**SUPPLIED TEXT:**
————

So, as I said, we settled in for a morning’s doze when HE turned up and started putting up ladders right in our midst. Then, as if this wasn’t enough, HE started re-arranging us, locking us in and then moving us around as HE moved the ladder about and climber up and down and made drilling and banging noises. Obviously his got on my nerves and there were a few little spats, ears back, teeth grinding and wall kicking between Mims and I, Mims and XT and me and XT (somehow Wicky just lets thing like this just pass over his head). In the end, HE decided to make us all go out into the field and locked the gate behind us. That wasn’t too bad as it was not so appallingly hot as yesterday and we were able to get a few bites of grass while HE carried on putting up the lighting over our boxes. However, then the weather turned and first it started raining and then the thunder and lightning came back. HE had little choice but to let us into the stable again. Fortunately it was virtually lunch time (THEIRS, of course) so HE went away and left us alone. We were just nodding off again when HE was back and out came the ladder again. However, by this time the storms had gone away and I led our herd out to graze again and let HIM just get on with it. When THEY came with our supper, I found out that HE has one more day to go to finish the lighting (if it all works) and then maybe HE will leave us in peace.

————

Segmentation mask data
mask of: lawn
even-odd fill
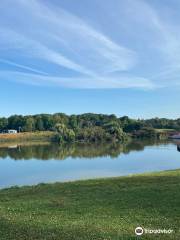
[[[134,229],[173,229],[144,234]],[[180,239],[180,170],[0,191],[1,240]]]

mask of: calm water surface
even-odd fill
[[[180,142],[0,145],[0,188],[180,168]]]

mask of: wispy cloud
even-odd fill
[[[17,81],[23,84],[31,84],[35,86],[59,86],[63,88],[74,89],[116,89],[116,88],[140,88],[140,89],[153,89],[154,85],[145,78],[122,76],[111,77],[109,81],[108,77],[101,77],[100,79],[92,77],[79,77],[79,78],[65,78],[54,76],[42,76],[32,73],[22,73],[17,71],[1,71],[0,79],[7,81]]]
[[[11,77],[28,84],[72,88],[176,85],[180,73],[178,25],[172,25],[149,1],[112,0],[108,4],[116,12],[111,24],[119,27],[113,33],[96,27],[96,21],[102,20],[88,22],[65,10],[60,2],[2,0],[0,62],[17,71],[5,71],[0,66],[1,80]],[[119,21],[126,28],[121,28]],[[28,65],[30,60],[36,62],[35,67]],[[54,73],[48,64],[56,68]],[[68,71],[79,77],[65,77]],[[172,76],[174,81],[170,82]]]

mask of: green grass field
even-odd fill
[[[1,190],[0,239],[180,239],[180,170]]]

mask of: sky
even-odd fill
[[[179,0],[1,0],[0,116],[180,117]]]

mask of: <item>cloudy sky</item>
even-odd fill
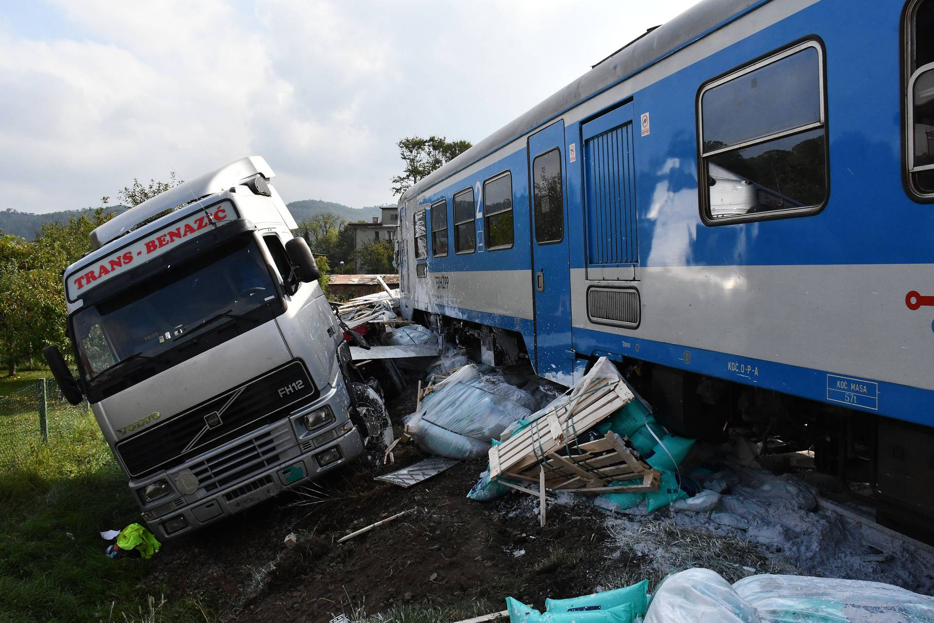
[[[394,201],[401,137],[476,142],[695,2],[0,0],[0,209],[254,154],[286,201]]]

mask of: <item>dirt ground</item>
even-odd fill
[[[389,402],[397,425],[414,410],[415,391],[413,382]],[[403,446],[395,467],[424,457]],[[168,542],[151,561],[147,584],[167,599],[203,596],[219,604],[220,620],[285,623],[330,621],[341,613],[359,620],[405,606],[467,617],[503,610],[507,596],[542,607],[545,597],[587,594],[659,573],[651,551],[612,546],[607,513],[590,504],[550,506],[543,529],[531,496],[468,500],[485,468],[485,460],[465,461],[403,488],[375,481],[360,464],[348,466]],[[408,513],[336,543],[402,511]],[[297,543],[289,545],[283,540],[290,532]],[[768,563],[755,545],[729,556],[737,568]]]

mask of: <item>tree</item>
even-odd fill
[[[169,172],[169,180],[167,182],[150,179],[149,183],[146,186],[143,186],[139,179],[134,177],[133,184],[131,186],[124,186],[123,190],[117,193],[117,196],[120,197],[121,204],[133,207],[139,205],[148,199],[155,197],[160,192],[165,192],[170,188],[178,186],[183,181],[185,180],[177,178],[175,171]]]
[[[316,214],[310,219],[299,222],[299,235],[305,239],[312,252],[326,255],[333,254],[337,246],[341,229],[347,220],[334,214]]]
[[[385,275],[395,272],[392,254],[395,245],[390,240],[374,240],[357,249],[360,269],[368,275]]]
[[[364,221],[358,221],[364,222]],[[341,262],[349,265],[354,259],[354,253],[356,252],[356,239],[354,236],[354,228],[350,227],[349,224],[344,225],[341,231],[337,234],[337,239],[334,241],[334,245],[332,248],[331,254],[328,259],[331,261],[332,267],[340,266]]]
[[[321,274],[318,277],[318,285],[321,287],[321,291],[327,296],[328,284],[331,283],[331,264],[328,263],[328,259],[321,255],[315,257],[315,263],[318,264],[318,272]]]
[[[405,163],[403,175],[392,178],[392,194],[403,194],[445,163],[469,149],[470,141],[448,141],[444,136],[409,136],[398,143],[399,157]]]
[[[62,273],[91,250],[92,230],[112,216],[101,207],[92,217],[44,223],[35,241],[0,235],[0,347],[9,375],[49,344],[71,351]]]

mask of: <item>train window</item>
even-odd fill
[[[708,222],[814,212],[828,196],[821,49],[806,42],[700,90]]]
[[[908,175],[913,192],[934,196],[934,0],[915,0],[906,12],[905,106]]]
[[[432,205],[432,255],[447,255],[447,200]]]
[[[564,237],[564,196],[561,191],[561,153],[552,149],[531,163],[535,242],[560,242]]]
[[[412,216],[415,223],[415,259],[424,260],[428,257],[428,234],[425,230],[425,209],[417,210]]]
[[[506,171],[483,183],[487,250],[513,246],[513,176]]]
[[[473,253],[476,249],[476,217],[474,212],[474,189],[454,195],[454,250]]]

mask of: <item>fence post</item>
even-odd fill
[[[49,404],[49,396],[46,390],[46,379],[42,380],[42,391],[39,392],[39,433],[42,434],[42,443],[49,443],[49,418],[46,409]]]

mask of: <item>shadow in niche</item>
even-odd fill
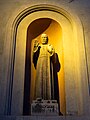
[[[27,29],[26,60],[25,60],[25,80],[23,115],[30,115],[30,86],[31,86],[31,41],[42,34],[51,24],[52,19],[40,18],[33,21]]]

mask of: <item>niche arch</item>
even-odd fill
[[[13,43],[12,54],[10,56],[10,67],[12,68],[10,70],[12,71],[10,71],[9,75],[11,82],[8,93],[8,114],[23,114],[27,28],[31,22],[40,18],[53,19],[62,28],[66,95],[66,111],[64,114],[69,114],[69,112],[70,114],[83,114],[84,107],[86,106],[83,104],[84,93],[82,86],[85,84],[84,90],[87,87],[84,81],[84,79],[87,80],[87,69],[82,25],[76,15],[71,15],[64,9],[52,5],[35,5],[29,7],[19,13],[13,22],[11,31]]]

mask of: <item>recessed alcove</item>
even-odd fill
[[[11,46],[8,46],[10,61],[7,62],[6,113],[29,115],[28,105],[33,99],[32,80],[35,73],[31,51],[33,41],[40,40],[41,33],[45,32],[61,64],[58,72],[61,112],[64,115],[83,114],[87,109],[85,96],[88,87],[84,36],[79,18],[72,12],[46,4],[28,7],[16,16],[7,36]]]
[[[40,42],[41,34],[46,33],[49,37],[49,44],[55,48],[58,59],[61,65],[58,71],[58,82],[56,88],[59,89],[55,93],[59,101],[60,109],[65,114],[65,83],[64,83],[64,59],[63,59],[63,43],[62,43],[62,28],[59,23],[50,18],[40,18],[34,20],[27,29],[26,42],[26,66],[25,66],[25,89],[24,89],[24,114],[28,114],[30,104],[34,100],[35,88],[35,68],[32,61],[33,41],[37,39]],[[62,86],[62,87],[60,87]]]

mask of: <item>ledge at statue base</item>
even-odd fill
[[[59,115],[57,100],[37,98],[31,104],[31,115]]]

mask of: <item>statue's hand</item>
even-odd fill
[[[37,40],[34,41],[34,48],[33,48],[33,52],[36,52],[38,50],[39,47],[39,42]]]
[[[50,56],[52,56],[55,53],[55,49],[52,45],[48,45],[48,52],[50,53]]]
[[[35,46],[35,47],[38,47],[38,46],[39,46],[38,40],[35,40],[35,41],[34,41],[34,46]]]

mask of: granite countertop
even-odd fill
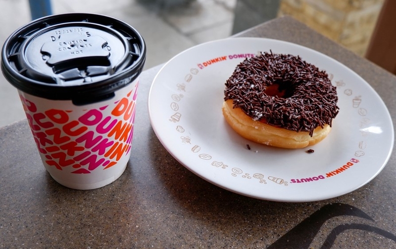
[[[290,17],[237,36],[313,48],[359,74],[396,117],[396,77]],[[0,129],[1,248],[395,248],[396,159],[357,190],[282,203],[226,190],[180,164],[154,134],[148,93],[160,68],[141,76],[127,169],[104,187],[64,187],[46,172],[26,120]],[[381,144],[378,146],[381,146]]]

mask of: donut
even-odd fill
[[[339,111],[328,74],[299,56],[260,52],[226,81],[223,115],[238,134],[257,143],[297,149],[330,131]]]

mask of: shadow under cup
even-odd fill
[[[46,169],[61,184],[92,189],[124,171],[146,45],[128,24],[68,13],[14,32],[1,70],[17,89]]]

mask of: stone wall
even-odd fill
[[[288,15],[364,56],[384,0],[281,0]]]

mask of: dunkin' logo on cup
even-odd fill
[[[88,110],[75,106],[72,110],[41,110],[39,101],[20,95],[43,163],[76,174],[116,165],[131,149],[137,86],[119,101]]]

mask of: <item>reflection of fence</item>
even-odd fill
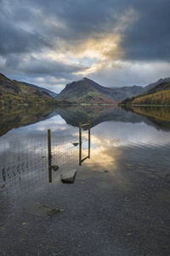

————

**WORK INSTRUCTION 1:** According to the stable passage, how many more days does HE need to finish the lighting?
**WORK INSTRUCTION 2:** List every animal named in the stable passage.
**WORK INSTRUCTION 3:** Please carry the stable passage forward from its final sentence.

**EXERCISE RESPONSE 1:** One more day.

**EXERCISE RESPONSE 2:** Mims, XT, Wicky

**EXERCISE RESPONSE 3:**
I don’t remember if I told you HE has bought himself a petrol lawn mower. Everyone else locally has a ride-on one but HE decided that HE needed the exercise, rather like her doctor. When SHE goes to the doctor, SHE noticed that he entered all the details in his computer and then would go into the next room to get the prescription from his printer. One time when he did this SHE said “Pourquoi?”, why not have a printer in his consulting room? And he replied it is for “le sport” or the exercise. So, similarly HE decided to get a mower that he has to walk behind. Fine normally but the trouble is that when the lawn is too long, the machine keeps stopping and he has to pull a string to restart it over and over again. HIS aim has been to get all the lawn at a reasonable size at the same time and then to mow it more easily. Against this has been the weather which, when HE has managed to cut part of the lawn, rains for several days making the rest too long to cut easily. So, tonight, HE made the supreme effort and got it all cut. It remains to be seen if he now keeps it all at a level to cut easily without stopping all the time or if laziness or train wins out on the end.
THEY went out shopping to the village as it is market day and the lady with the real farm milk, cream and butter is there. It is funny to think of it that while THEY were in England and went shopping in the supermarket, THEY used to buy some special margarine which claimed to reduce cholesterol and semi skimmed milk. No doubt THEY would have lived longer in the UK or, if not, it would have seemed like it.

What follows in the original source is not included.